Present every line of the records below as a numbered list, skipping blank lines. Leave the pictures out of your list.

Extracted data entries:

-- Begin --

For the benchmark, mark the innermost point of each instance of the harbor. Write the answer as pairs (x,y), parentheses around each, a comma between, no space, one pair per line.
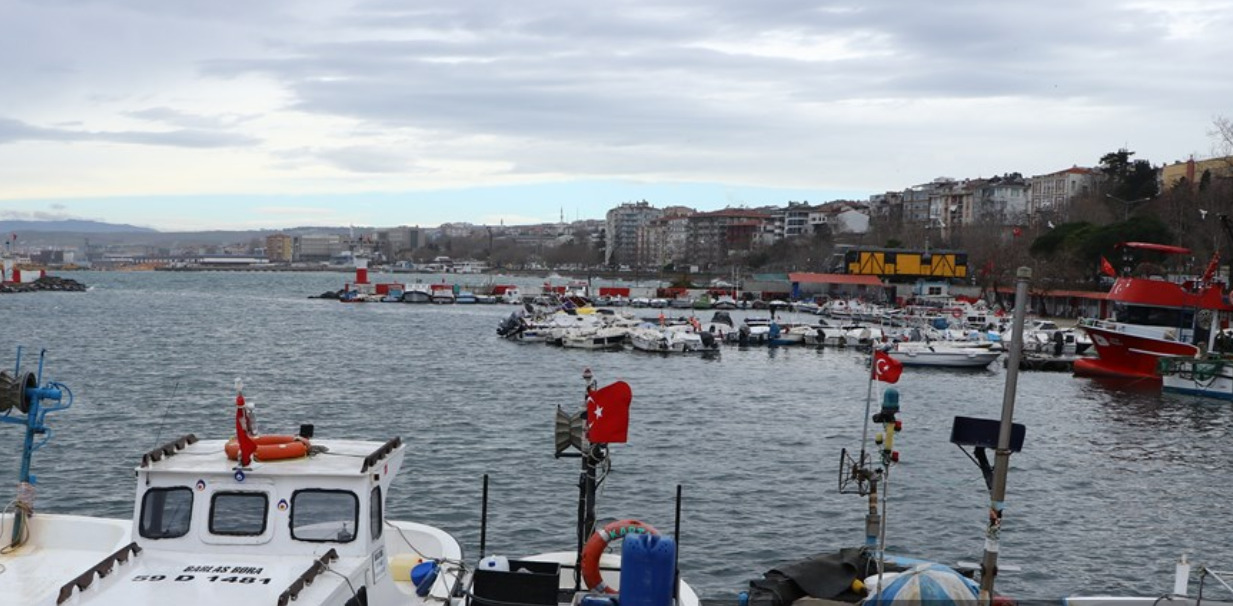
(750,435)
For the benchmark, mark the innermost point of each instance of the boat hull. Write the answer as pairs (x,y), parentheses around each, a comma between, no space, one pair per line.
(1127,356)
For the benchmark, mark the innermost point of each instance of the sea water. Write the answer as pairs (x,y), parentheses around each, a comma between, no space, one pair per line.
(1111,488)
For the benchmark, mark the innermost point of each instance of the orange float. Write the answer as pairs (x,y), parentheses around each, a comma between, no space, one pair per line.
(598,542)
(273,447)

-- End --

Task output:
1. For the benchmark, mark the innermost point of each instance of the harbor. Write the answer as pairs (x,y), parentheses around each, a comma between, no space, one pair per line.
2. (750,435)
3. For the benchmark, mark the innermost point of each instance of the boat hull. Write the answer as pairs (x,y), parentheses around each, a comma between, no space, one pair per line.
4. (1127,356)
5. For the benchmark, mark the innermost point of each instance of the sea water. Write the answer as pairs (x,y), parentheses around each, a comma between, no space, one pair per line.
6. (1111,488)
7. For the benchmark, mark the innermost point of each instance of the orange float. Write the answer as pairs (x,y), parentheses around each, a comma between, no space, one pair per line.
8. (598,542)
9. (273,447)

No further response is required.